Os Blur podem ser mais versáteis, os Pulp mais argutos e os Oasis mais autênticos. Não quero saber. Foram os Suede que deram ao mundo o disco mais perfeito da britpop: o seu álbum de estreia.
Era um disco muito desejado. Os Smiths tinham morrido, a metadona da madchester estava a acabar e o impenetrável shoegazing nem para terapêutica de substituição servia. «Panic in the streets of London!»: a orgulhosa capital do império estava sem cena nenhuma. E logo agora que a «Magic America» fervilhava de criatividade grunge. O Reino Unido precisava como pão para a boca de um messias que o salvasse da infame invasão ianque. E os Suede apareceram no momento certo (’92) no sítio certo (Londres). Sem mais nada no seu currículo a não ser o seu maravilhoso primeiro single (o lascivo «The Drowners»), os media apostaram neles todas as fichas. Duas semanas depois, sem nenhum álbum editado, os Suede figuravam na capa da Melody Maker. Resultado: quando finalmente Suede veio cá para fora bateu todos os records de velocidade de vendas, tornando-se disco de ouro logo ao segundo dia.
Um hype tão desmedido poderia facilmente tê-los destruído. Com todos os holofotes mediáticos apontados ao seu peito, o trajecto das balas estava também mais iluminado. Acontece que o disco era mesmo a melhor coisa que o Reino Unido havia produzido desde o Strange Ways, Here We Come. Todas as balas fizeram ricochete.
A dupla criativa Brett Anderson/Bernard Buttler retomara em ’93 o caminho indie que Morrissey e Johnny Marr haviam interrompido em ’87. Brett é um Morrissey que gosta de sexo. Buttler, um Marr que gosta de distorção. Junte-se uma pitada de Bowie na fase glam, acrescente-se muito film noir com limão e açúcar, mexa-se muito bem toda essa afectação, teatralidade, androginia e doce acidez, e a banda mais elegante da história da pop estará pronta a servir. Chamam-se Suede.

> _Pedido feito A_:
Responde a estas perguntas com base no texto sobre os Suede:
(i) Qual foi o primeiro single da banda?
(ii) Em que revista a banda apareceu na capa antes de editar qualquer álbum?
(iii) Ao fim de quantos dias o álbum de estreia se tornou disco de ouro?
> _Pedido feito B_: Continua o texto sobre os Suede, começando logo depois da última frase.

> _Dados registados_:
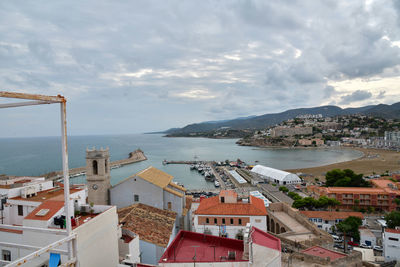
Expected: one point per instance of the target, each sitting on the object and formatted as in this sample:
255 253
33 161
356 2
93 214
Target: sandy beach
374 161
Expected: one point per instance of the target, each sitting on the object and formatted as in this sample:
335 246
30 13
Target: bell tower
98 175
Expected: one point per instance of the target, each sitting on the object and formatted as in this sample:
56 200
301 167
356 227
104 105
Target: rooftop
212 206
394 231
45 211
205 248
324 253
56 193
151 224
331 215
264 239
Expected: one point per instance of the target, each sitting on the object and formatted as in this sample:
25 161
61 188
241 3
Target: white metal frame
42 100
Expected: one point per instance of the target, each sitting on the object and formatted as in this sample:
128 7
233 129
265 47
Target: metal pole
66 174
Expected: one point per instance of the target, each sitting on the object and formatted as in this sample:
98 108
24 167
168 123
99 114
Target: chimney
246 242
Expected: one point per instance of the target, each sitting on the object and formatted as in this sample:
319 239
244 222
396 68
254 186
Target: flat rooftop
324 253
190 246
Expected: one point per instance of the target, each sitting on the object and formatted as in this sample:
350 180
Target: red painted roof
331 215
395 231
182 248
324 253
51 205
264 239
212 206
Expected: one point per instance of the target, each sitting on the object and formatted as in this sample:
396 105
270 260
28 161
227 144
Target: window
20 210
6 255
95 169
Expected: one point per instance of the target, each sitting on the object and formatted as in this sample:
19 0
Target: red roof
212 206
395 231
331 215
324 253
264 239
51 205
188 244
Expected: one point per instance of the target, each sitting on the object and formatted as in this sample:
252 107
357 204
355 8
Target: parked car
351 243
365 246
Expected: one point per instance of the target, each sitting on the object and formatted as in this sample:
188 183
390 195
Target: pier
135 156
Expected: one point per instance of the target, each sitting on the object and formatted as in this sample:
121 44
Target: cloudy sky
137 66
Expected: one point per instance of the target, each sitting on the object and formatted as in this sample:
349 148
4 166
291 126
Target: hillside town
340 131
256 216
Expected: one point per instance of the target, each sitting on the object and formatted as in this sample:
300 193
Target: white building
95 227
155 228
226 215
367 237
155 188
326 220
391 244
276 176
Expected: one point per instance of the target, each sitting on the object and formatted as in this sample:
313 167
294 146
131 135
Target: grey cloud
356 96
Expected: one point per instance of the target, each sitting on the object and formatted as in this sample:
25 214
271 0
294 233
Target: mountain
263 121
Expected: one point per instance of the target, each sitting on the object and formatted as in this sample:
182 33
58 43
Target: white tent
276 176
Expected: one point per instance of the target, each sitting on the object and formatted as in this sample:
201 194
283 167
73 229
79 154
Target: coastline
373 161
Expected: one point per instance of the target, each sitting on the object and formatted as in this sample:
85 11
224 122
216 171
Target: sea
39 155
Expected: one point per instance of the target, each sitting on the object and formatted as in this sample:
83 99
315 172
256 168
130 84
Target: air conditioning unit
28 192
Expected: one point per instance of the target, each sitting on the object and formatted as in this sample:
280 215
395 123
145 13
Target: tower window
20 210
95 167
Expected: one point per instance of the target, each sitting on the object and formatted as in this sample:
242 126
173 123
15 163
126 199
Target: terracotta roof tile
212 206
331 215
52 206
151 224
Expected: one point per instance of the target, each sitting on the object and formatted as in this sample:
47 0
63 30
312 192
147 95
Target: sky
140 66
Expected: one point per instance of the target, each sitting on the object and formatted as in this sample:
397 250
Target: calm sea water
36 156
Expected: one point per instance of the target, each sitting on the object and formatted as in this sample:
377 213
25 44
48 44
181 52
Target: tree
345 178
393 219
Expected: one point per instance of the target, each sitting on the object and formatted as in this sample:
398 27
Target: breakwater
135 156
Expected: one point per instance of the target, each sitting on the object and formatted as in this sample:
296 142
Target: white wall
391 248
97 240
122 195
231 230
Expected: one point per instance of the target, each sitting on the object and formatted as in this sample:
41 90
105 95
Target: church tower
98 175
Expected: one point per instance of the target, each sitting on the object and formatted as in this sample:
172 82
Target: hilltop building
280 131
381 196
226 215
276 176
257 249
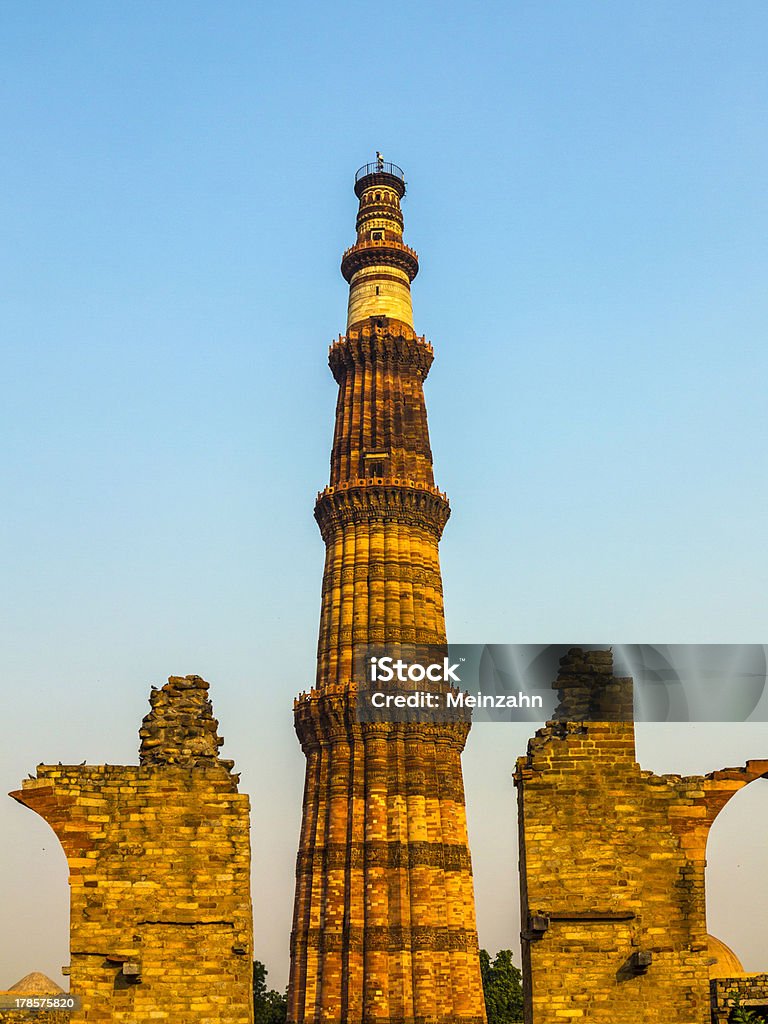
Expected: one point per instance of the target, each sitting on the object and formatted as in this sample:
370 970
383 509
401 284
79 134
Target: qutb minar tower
384 924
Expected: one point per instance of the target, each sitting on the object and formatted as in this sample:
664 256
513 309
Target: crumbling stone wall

> _Resposta A_:
(i) «The Drowners».
(ii) Na Melody Maker.
(iii) Ao segundo dia.

> _Resposta B_:
Brett cresceu em Haywards Heath, dormitório cinzento nos subúrbios de Londres onde nada acontece. E como todo o bom suburbano, Anderson desprezava a pequenez do seu lugarejo, sonhando com as luzes da grande cidade. Em adolescente, o seu passatempo favorito era contemplar na estação de comboios as linhas mágicas que lhe permitiriam um dia fugir para Londres. O glamor, a cocaína e a líbido que escorrem por todo o álbum de estreia não são outra coisa que não a luta obstinada de Brett contra o subúrbio pardacento onde cresceu.
Quando falámos de «glamor» – palavra absolutamente definidora deste disco -, poderíamos ser levados a pensar na elegância upper class de um Oscar Wilde ou de um Scott Fizgerald. Nada, porém, mais distante. O imaginário de Suede é todo ele povoado pela low-life londrina: a stripper de «Metal Mickey», a violação e o incesto de «Animal Nitrate», a heroína inalada de «So Young». A luz que emana destas onze canções intemporais é uma luz negra, néons escuros que projectam o negrume do mundo interior das suas personagens. Da mesma maneira, a sexualidade que jorra por todos os poros deste álbum nada tem de harmonia ou de felicidade. Em Suede, o sexo tem sempre algo de sinistro, a arena sombria onde os seus protagonistas se perdem («and so we drown, stop taking me over»- canta Brett em «The Drowners»).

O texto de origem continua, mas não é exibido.